_What the task requires_:
Write the records below as a two-column CSV with the headers "record" and "answer", one row per record: the record's text in the first column and its result in the second. Put each field in double quotes and replace line breaks with spaces.

_Task data_:

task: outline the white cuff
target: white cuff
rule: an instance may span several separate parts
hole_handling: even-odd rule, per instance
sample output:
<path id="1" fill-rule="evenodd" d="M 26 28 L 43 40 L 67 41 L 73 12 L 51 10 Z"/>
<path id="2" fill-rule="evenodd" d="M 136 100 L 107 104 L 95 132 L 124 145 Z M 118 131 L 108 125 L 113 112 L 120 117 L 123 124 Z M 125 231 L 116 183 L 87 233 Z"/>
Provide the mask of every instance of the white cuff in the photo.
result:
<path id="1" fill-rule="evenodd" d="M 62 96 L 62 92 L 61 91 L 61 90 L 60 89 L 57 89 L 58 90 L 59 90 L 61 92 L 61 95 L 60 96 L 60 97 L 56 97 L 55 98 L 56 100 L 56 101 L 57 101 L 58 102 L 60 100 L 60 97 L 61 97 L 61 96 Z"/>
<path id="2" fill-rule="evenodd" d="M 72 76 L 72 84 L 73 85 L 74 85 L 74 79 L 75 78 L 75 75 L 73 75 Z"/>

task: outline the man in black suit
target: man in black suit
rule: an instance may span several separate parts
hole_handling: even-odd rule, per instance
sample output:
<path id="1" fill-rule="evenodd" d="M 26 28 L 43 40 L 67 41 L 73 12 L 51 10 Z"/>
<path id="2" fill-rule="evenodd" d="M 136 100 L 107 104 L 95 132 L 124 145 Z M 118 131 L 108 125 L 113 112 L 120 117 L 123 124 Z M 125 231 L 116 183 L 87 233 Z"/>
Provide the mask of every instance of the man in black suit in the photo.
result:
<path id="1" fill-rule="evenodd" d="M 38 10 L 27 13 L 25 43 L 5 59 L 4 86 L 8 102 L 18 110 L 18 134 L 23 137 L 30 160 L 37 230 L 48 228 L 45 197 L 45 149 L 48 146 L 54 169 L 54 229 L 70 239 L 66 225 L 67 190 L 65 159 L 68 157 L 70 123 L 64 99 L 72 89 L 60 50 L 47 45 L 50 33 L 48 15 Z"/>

_Problem solution_:
record,answer
"task: outline the white cuff target: white cuff rule: an instance may span several separate parts hole_handling: even-odd rule, per instance sample output: <path id=""1"" fill-rule=""evenodd"" d=""M 26 28 L 43 40 L 67 41 L 73 12 L 51 10 Z""/> <path id=""2"" fill-rule=""evenodd"" d=""M 136 100 L 107 104 L 95 132 L 124 145 Z M 118 131 L 108 125 L 113 112 L 120 117 L 123 124 Z M 125 231 L 116 183 L 87 233 Z""/> Provide the mask of every instance of the white cuff in the photo. result:","<path id=""1"" fill-rule=""evenodd"" d=""M 62 96 L 62 92 L 61 91 L 61 90 L 60 89 L 57 89 L 58 90 L 59 90 L 61 92 L 61 95 L 60 96 L 60 97 L 56 97 L 55 98 L 56 100 L 56 101 L 57 101 L 58 102 L 60 100 L 60 97 L 61 97 L 61 96 Z""/> <path id=""2"" fill-rule=""evenodd"" d=""M 72 76 L 72 84 L 73 85 L 74 85 L 74 79 L 75 78 L 75 75 L 73 75 Z""/>"
"task: outline the man in black suit target: man in black suit rule: an instance may span several separate parts hole_handling: even-odd rule, per instance sample output: <path id=""1"" fill-rule=""evenodd"" d=""M 26 28 L 43 40 L 67 41 L 73 12 L 51 10 Z""/> <path id=""2"" fill-rule=""evenodd"" d=""M 136 100 L 107 104 L 95 132 L 124 145 Z M 118 131 L 108 125 L 113 112 L 120 117 L 123 124 Z M 125 231 L 116 183 L 87 233 Z""/> Provide the mask of every instance of the man in black suit in the photo. result:","<path id=""1"" fill-rule=""evenodd"" d=""M 38 10 L 27 13 L 25 43 L 5 59 L 4 86 L 8 102 L 18 110 L 18 134 L 23 137 L 30 160 L 37 230 L 48 228 L 45 197 L 45 149 L 48 146 L 54 169 L 54 229 L 70 239 L 66 225 L 67 190 L 65 159 L 68 157 L 70 123 L 64 99 L 72 89 L 60 50 L 47 45 L 50 33 L 48 15 Z""/>"